Point localization data:
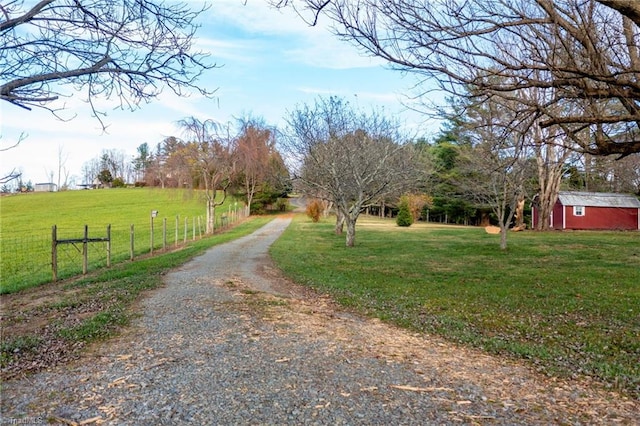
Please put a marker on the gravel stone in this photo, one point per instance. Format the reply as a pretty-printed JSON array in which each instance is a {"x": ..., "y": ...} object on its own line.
[{"x": 228, "y": 341}]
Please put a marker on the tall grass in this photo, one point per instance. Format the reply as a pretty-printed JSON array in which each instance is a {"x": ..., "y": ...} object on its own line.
[
  {"x": 26, "y": 221},
  {"x": 567, "y": 301}
]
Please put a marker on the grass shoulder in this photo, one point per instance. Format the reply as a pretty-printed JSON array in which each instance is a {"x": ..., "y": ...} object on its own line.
[
  {"x": 568, "y": 302},
  {"x": 50, "y": 324}
]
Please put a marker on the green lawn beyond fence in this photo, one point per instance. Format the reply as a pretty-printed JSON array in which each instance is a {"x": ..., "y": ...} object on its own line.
[
  {"x": 26, "y": 222},
  {"x": 567, "y": 301}
]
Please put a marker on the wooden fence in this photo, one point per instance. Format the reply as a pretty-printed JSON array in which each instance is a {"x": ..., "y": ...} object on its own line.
[{"x": 181, "y": 236}]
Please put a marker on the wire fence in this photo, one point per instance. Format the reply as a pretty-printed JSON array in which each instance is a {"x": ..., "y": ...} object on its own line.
[{"x": 28, "y": 260}]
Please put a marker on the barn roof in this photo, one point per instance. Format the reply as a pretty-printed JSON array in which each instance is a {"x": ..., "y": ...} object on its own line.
[{"x": 598, "y": 199}]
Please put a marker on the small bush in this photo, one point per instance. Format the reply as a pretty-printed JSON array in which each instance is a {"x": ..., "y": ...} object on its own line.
[
  {"x": 404, "y": 217},
  {"x": 314, "y": 209},
  {"x": 282, "y": 204}
]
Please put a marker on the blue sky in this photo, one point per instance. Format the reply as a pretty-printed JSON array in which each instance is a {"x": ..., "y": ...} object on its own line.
[{"x": 270, "y": 62}]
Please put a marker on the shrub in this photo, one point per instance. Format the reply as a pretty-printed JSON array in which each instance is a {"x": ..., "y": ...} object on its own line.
[
  {"x": 314, "y": 209},
  {"x": 404, "y": 217},
  {"x": 118, "y": 183},
  {"x": 282, "y": 204}
]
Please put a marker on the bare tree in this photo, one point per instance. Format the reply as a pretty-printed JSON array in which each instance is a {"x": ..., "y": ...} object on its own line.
[
  {"x": 587, "y": 51},
  {"x": 62, "y": 169},
  {"x": 210, "y": 156},
  {"x": 495, "y": 169},
  {"x": 254, "y": 150},
  {"x": 353, "y": 159},
  {"x": 126, "y": 49}
]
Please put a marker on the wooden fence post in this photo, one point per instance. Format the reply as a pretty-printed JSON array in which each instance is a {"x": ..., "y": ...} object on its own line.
[
  {"x": 185, "y": 230},
  {"x": 177, "y": 225},
  {"x": 131, "y": 237},
  {"x": 164, "y": 233},
  {"x": 85, "y": 251},
  {"x": 109, "y": 246},
  {"x": 54, "y": 252}
]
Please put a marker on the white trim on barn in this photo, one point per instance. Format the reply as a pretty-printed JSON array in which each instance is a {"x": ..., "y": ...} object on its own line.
[{"x": 45, "y": 187}]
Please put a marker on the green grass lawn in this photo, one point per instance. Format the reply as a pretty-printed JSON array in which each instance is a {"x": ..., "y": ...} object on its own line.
[
  {"x": 93, "y": 307},
  {"x": 26, "y": 221},
  {"x": 567, "y": 301}
]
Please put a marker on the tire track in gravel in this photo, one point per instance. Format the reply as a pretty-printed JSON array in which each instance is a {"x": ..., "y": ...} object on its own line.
[{"x": 229, "y": 341}]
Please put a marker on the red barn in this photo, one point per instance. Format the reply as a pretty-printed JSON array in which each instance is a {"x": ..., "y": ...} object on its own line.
[{"x": 594, "y": 210}]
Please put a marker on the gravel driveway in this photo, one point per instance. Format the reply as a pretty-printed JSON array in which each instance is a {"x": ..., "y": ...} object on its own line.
[{"x": 228, "y": 341}]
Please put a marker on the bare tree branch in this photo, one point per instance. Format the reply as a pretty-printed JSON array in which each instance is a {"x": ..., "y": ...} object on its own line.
[{"x": 127, "y": 50}]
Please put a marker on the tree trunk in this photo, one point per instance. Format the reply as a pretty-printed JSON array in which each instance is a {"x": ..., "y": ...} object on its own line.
[
  {"x": 550, "y": 160},
  {"x": 503, "y": 237},
  {"x": 211, "y": 214},
  {"x": 351, "y": 231},
  {"x": 339, "y": 222}
]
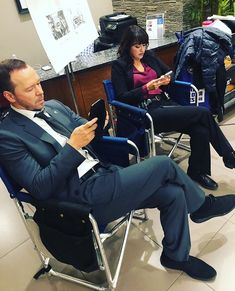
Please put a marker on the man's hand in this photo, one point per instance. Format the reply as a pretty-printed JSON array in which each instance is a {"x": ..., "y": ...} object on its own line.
[{"x": 83, "y": 135}]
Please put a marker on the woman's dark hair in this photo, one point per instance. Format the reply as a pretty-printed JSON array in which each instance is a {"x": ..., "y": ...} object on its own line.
[
  {"x": 6, "y": 67},
  {"x": 134, "y": 34}
]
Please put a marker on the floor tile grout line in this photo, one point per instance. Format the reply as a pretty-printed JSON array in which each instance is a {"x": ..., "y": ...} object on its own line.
[
  {"x": 180, "y": 275},
  {"x": 10, "y": 251},
  {"x": 198, "y": 255},
  {"x": 148, "y": 236}
]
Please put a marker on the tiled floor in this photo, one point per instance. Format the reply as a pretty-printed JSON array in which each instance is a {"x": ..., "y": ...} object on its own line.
[{"x": 213, "y": 241}]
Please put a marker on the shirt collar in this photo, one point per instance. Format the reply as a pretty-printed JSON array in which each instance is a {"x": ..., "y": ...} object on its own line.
[{"x": 28, "y": 113}]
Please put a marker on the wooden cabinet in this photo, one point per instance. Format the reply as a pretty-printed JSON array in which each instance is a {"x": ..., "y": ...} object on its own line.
[{"x": 87, "y": 86}]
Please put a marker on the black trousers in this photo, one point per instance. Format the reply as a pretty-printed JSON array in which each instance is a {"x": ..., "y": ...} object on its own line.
[{"x": 200, "y": 125}]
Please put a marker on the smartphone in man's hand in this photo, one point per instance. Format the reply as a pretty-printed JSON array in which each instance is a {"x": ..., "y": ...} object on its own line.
[
  {"x": 168, "y": 73},
  {"x": 98, "y": 110}
]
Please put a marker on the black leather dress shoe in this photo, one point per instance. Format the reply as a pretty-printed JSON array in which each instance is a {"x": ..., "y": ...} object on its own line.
[
  {"x": 213, "y": 207},
  {"x": 194, "y": 267},
  {"x": 229, "y": 161},
  {"x": 204, "y": 180}
]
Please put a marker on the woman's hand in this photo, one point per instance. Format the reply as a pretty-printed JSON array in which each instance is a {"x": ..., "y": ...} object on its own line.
[{"x": 156, "y": 83}]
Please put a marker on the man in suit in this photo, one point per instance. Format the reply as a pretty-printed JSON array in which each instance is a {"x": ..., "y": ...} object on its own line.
[{"x": 52, "y": 157}]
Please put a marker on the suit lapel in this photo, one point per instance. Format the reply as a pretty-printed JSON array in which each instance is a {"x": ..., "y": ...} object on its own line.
[{"x": 34, "y": 129}]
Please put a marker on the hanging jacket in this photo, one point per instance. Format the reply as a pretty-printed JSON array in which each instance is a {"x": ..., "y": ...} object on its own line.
[{"x": 207, "y": 47}]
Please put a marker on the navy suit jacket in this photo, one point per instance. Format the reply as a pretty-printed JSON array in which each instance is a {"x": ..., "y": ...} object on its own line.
[{"x": 35, "y": 160}]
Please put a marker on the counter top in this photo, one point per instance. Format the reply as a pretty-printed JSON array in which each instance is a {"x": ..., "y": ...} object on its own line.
[{"x": 88, "y": 59}]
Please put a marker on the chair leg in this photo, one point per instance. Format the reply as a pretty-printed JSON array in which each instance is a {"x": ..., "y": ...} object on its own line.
[{"x": 42, "y": 271}]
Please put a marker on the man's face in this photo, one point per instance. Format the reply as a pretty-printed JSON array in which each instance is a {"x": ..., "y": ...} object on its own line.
[{"x": 28, "y": 93}]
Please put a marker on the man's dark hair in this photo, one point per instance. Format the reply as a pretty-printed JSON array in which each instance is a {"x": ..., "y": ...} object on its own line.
[
  {"x": 134, "y": 34},
  {"x": 6, "y": 67}
]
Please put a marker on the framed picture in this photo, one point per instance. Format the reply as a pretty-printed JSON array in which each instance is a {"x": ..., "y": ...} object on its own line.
[{"x": 22, "y": 6}]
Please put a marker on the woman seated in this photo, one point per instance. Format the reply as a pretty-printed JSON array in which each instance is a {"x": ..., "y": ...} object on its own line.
[{"x": 140, "y": 78}]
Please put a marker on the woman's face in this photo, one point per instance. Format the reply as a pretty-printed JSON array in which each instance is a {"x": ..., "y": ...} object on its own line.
[{"x": 137, "y": 51}]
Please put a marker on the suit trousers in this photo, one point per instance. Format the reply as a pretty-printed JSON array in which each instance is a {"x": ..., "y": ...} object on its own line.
[
  {"x": 154, "y": 183},
  {"x": 200, "y": 125}
]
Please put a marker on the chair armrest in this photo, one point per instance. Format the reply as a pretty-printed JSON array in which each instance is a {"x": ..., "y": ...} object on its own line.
[
  {"x": 182, "y": 83},
  {"x": 130, "y": 108},
  {"x": 116, "y": 150}
]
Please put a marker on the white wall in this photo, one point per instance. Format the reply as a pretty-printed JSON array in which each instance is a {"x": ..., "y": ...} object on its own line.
[{"x": 18, "y": 35}]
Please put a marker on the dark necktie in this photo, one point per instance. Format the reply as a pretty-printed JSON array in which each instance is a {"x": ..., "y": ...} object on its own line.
[{"x": 56, "y": 125}]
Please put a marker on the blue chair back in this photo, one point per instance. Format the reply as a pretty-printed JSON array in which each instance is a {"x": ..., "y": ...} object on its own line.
[
  {"x": 108, "y": 87},
  {"x": 131, "y": 121}
]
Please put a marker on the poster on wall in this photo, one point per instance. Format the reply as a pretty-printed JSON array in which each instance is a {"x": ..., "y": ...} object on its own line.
[
  {"x": 155, "y": 25},
  {"x": 65, "y": 28}
]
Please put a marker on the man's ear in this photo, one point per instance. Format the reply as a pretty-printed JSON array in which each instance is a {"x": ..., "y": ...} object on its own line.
[{"x": 9, "y": 96}]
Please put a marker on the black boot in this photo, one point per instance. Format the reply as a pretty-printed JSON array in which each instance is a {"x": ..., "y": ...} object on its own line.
[
  {"x": 229, "y": 161},
  {"x": 194, "y": 267}
]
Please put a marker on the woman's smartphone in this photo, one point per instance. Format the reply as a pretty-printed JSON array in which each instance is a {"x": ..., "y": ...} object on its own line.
[{"x": 98, "y": 110}]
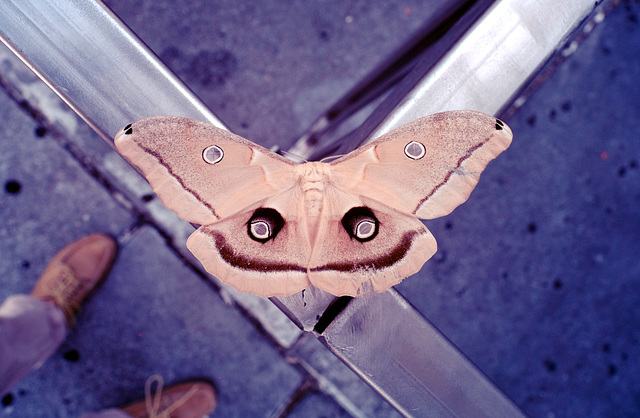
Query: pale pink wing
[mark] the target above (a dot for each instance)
(428, 167)
(273, 265)
(223, 182)
(201, 172)
(352, 260)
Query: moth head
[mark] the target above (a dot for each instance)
(264, 224)
(361, 223)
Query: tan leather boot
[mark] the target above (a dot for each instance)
(75, 272)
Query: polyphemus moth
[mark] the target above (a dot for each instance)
(272, 227)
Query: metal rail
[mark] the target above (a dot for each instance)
(99, 67)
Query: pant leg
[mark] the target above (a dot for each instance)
(30, 331)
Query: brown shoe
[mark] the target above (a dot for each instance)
(192, 399)
(75, 272)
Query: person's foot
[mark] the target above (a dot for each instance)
(75, 272)
(192, 399)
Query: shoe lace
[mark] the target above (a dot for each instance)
(152, 401)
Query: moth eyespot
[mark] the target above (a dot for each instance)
(260, 229)
(361, 224)
(264, 225)
(212, 154)
(414, 150)
(365, 229)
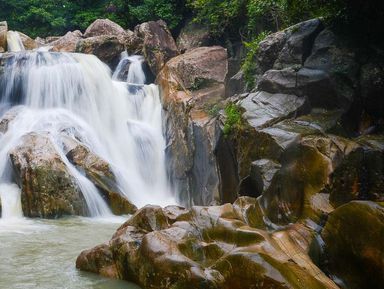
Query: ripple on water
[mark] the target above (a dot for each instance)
(42, 253)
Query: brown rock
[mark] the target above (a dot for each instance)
(47, 188)
(107, 48)
(354, 238)
(67, 43)
(100, 173)
(104, 27)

### Work instruction
Start at the line containing "Query: moth head" above and stop at the line containing "Query: ripple on water". Output those lines exactly, both included, but none of the pictures.

### Answer below
Query: moth head
[mark] the target above (a dot for each instance)
(264, 224)
(361, 223)
Query: tan leather boot
[mark] the target above (a dot for each instance)
(75, 272)
Query: polyphemus moth
[mark] the target above (a dot for each instance)
(272, 227)
Query: metal rail
[mark] the target above (a dot for each instance)
(99, 67)
Query: pant leg
[mark] the target above (a dot for each instance)
(30, 331)
Query: brown shoe
[mark] the target above (a dot for each instance)
(192, 399)
(75, 272)
Query: person's foot
[mark] the target above (a dot for each instance)
(75, 272)
(192, 399)
Query: shoe lace
[mark] the target above (a dot for each instance)
(152, 401)
Query: moth eyespot
[mark] the target above (a dot for each instance)
(260, 229)
(361, 224)
(264, 225)
(212, 154)
(414, 150)
(365, 229)
Query: ripple on water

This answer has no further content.